=== Data to use ===

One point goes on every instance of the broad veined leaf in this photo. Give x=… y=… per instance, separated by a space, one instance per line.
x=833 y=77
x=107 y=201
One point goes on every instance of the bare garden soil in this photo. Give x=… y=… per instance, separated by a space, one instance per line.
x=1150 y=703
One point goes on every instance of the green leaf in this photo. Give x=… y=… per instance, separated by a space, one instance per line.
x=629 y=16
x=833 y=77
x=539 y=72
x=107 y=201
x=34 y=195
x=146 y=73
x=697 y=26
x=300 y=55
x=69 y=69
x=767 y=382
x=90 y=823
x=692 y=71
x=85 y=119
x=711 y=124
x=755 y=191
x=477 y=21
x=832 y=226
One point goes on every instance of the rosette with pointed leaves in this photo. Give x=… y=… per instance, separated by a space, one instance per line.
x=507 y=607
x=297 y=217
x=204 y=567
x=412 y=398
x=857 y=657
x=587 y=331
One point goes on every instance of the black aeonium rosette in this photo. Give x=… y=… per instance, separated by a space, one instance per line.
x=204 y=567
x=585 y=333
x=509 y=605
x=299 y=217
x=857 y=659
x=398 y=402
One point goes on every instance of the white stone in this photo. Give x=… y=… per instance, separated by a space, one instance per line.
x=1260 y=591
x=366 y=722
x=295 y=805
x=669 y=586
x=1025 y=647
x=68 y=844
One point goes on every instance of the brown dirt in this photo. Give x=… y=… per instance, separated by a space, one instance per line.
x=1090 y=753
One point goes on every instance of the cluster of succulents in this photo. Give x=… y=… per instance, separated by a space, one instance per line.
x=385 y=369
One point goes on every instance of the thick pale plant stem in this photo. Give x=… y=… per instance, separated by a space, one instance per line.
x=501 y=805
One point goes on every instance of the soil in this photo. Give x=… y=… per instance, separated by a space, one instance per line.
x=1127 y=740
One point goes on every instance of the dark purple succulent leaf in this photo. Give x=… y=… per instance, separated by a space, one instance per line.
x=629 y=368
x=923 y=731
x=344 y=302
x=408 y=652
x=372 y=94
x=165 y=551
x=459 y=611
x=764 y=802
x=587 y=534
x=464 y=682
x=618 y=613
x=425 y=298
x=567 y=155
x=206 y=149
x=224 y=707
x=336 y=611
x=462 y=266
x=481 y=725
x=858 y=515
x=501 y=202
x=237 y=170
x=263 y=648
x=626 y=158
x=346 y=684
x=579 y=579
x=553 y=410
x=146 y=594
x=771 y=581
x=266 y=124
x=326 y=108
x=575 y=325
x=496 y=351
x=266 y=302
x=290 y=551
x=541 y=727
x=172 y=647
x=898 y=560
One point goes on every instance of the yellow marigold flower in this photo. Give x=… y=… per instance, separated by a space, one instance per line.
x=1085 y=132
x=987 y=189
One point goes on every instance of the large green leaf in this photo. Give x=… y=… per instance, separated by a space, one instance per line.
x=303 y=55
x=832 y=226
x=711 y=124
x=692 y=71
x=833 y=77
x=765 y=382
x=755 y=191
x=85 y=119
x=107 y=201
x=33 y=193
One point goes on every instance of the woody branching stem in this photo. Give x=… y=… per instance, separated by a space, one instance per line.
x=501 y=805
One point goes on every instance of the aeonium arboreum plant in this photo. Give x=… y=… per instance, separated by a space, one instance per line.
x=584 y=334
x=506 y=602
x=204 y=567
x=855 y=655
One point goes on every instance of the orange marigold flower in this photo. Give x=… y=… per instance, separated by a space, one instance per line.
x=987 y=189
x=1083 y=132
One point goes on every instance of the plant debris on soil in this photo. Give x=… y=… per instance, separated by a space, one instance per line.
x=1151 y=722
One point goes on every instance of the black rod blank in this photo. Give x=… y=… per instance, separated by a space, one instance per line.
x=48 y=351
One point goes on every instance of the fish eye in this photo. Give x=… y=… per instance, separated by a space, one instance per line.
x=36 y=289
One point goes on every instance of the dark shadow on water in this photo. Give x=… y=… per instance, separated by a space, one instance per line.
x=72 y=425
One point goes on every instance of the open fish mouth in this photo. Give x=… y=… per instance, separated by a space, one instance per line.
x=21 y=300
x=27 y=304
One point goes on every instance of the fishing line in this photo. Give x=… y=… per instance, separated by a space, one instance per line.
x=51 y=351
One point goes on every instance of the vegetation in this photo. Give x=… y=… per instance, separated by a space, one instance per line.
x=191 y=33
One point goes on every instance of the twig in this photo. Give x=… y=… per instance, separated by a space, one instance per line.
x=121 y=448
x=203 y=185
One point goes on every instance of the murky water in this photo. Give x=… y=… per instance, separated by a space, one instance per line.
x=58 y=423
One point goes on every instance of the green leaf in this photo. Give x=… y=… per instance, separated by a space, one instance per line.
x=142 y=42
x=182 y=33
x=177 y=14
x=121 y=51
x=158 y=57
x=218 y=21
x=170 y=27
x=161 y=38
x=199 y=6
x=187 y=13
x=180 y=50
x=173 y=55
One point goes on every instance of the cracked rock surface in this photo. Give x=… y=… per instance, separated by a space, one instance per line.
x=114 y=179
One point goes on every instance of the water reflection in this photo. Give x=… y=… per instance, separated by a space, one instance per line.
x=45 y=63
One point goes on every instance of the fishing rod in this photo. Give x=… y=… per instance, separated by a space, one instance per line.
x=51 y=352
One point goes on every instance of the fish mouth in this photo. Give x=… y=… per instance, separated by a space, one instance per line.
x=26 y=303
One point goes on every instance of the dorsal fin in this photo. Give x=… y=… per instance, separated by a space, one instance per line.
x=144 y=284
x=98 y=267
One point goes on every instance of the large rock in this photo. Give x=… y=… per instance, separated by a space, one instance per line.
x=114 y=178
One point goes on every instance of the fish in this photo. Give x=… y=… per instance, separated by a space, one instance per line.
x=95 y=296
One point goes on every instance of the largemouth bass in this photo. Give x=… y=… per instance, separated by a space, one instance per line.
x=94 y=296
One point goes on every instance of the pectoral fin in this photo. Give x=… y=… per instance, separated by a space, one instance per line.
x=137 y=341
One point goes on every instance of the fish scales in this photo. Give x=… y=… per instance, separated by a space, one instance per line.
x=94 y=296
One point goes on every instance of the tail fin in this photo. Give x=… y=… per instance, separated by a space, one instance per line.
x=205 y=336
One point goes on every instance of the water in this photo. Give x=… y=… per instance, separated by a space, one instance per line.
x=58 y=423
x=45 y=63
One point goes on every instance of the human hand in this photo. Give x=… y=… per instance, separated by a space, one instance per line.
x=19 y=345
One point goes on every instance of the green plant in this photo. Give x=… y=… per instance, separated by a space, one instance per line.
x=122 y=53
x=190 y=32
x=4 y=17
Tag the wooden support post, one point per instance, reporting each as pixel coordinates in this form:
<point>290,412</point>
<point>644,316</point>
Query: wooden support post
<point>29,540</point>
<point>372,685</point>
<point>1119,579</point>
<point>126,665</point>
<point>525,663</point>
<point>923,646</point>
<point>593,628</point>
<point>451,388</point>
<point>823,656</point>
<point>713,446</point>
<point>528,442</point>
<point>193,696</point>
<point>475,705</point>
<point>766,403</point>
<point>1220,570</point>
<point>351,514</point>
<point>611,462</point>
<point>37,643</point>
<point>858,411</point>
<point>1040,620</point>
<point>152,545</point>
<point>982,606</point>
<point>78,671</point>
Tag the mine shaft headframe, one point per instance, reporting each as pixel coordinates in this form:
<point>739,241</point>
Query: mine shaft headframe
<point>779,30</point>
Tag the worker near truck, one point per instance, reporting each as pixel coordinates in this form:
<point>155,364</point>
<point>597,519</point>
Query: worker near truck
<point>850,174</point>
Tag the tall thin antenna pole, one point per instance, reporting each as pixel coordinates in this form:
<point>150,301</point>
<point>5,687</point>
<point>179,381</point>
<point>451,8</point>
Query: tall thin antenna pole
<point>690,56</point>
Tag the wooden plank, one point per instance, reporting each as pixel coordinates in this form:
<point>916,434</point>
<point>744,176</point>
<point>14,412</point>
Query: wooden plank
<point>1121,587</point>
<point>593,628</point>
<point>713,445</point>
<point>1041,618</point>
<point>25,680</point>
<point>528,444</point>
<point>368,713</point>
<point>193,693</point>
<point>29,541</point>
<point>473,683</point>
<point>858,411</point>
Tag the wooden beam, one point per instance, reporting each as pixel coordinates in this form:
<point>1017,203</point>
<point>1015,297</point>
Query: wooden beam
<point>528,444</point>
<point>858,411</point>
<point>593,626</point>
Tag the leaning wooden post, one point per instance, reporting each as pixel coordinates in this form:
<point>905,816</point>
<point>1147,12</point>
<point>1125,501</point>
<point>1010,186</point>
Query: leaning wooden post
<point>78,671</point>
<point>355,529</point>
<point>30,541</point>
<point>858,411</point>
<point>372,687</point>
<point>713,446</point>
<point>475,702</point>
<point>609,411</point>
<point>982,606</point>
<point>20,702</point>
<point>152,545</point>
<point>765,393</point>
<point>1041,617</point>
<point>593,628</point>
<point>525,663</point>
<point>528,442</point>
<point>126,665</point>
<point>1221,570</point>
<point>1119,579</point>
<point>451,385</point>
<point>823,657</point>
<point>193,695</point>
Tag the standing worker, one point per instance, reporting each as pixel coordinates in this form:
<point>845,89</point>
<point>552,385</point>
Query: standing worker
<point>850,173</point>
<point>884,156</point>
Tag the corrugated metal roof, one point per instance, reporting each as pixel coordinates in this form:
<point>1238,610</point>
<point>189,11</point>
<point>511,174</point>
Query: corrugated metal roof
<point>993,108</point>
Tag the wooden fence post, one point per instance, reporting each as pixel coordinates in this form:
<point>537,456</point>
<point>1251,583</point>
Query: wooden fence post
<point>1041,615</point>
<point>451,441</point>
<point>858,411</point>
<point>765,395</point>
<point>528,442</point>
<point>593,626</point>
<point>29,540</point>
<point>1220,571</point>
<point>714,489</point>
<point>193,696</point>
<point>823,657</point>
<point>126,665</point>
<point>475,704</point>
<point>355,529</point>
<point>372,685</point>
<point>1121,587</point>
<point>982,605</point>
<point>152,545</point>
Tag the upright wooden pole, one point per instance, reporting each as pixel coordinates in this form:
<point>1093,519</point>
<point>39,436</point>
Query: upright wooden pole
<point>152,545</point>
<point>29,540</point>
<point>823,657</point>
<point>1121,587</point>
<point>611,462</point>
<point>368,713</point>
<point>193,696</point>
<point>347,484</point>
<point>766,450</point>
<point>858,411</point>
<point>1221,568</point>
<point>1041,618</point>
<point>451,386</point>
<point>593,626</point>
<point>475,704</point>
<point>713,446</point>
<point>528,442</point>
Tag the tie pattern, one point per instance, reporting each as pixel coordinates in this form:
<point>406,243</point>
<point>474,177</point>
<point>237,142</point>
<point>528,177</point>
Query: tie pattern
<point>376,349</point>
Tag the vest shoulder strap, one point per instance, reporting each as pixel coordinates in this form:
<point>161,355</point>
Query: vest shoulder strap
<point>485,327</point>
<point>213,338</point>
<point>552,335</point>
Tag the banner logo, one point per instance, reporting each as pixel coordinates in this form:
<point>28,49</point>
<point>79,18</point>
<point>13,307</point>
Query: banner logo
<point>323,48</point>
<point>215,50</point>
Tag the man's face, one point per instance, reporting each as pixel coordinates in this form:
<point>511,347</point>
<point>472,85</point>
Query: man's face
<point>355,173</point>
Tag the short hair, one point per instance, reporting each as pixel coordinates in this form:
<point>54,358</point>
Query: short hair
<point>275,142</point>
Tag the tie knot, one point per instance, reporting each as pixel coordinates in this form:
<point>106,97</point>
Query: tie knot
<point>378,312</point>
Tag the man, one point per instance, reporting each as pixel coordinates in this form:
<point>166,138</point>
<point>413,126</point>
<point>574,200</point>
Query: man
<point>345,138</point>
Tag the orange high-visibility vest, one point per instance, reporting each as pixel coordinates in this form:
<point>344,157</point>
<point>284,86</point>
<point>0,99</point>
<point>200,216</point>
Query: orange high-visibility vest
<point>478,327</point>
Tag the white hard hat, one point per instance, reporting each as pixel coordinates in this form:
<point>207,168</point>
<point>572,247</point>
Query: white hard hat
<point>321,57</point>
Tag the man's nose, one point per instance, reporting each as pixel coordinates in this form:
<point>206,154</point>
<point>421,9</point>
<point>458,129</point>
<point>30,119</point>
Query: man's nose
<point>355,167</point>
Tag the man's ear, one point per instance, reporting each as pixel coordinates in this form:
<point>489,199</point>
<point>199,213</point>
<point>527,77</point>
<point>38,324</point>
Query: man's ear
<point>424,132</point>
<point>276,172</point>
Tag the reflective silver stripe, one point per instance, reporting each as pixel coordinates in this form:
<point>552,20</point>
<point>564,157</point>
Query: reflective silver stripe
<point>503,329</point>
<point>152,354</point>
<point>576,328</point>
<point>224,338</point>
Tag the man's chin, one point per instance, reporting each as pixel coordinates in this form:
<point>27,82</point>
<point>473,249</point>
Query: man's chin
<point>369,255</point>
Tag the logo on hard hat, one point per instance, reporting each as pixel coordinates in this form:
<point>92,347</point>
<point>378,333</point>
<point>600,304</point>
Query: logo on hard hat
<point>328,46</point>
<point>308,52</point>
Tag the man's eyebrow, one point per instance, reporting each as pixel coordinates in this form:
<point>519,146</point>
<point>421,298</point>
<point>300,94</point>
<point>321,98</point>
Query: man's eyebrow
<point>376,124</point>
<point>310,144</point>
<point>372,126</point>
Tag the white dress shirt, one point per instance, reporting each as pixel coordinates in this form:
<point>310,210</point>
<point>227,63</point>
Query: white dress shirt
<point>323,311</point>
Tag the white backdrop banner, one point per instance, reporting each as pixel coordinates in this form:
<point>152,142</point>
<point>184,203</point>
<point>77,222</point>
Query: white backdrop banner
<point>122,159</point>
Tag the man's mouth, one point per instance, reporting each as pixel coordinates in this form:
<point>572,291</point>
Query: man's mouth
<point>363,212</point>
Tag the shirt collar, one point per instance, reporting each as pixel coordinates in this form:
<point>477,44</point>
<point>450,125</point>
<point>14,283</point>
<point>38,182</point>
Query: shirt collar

===

:: Task goal ::
Turn the lines from the one with "One point goes on every instance of the black rod" to the one with "x=203 y=185" into a Markdown table with the columns Row and Line. Number each line in Row, and leave out any blank lines.

:: Problem solution ::
| Row | Line |
|---|---|
| 1 | One point goes on every instance of the black rod blank in this photo. Give x=… y=… per instance, separated by a space, one instance per line. |
| 2 | x=48 y=351 |
| 3 | One point goes on every instance of the fish eye in this photo. Give x=… y=… per instance, separated by a space, one instance per line. |
| 4 | x=36 y=289 |
| 5 | One point goes on every instance of the dark shadow on water in this photo. Give x=… y=… per instance, separated by a space, one instance per line. |
| 6 | x=72 y=425 |
| 7 | One point goes on every instance of the open fish mouth in this photo. Give x=… y=… per instance, separated by a space, one instance per line. |
| 8 | x=21 y=300 |
| 9 | x=27 y=304 |
| 10 | One point goes on every instance of the fishing line in this photo. Give x=… y=… per instance, separated by a space, one instance per line. |
| 11 | x=51 y=351 |
| 12 | One point goes on every instance of the vegetation in this photo. Give x=… y=… per instance, separated by a space, one instance per line. |
| 13 | x=191 y=33 |
| 14 | One point goes on every instance of the twig in this photo. Give x=… y=… per instance, separated by a space, one instance per line. |
| 15 | x=121 y=448 |
| 16 | x=203 y=185 |